Source document:
↓
Nirup, why don't you take that one.

Nirup Krishnamurthy

Yes. So hiring in this environment is always a challenge, but we have been lucky so far. We have had good retention and we have not had to significantly revise our pay structure in either retail and/or grow operations. But as we look at the market and make sure that we are in line with market. We may make some adjustments in the future, but we have had good labor workforce. They are over 725 people in the company at this point in time. And we are very focused on ensuring that they have a sort of productive work environment and are happy working here at Schwazze.

Joanne Jobin

Thank you, Nirup. And I know you've answered this question before, Nancy in a roundabout way with your other answers. But this question always comes up. What sort of opportunities are you seeing in regards to refinancing your current debt?
↑
Information supplied:
↓
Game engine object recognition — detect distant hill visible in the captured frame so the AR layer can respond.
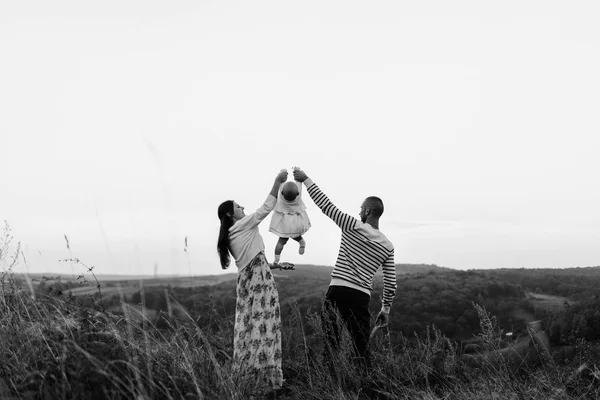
↑
To be done:
[1] According to the Schwazze transcript, how many people work in the company at this point?
[2] Translate this sentence from the Schwazze transcript into Spanish: "So hiring in this environment is always a challenge, but we have been lucky so far."
[3] Carry on the Schwazze transcript from the point where it stops.
The material that comes after the transcript stands apart from it.

Results of the exercise:
[1] Over 725 people.

[2] Así que contratar en este entorno siempre es un desafío, pero hasta ahora hemos tenido suerte.

[3]
Nancy Huber

Yes. So we're constantly talking to people. In fact, my treasurers are working today and said she thought there's another group out there that we should be talking to. So we're constantly talking to groups about opportunities to refinance as everyone is aware, the interest rates are going up. So finding anything that will make sense for us in the short term may not be possible. But we're always looking for opportunities. Adjustment inferred, none of our debt is coming up for payment in any rush. We have 2 to 3 years on all of our debt. So we -- like I said, we're constantly shopping. And if the opportunity arises, we will take advantage of it.

Joanne Jobin

Excellent. And we have someone that's got some questions in regards to product, in particular, Lowe Farms and the relationship that we have and what product lines we intend to carry. They have a new product line called Lowe 35, but that requires a special machine. For example, how would they allow their partners to use that machinery and that machine? Or would they fear that we would take advantage and lose the IP or at least a competitive advantage? When can we expect more acquisitions? And how many by the end of the year? So it's a 2-part question.

Justin Dye

And Nirup, why don't you handle the Lowe Farms component, then I'll talk a little bit about the acquisition side.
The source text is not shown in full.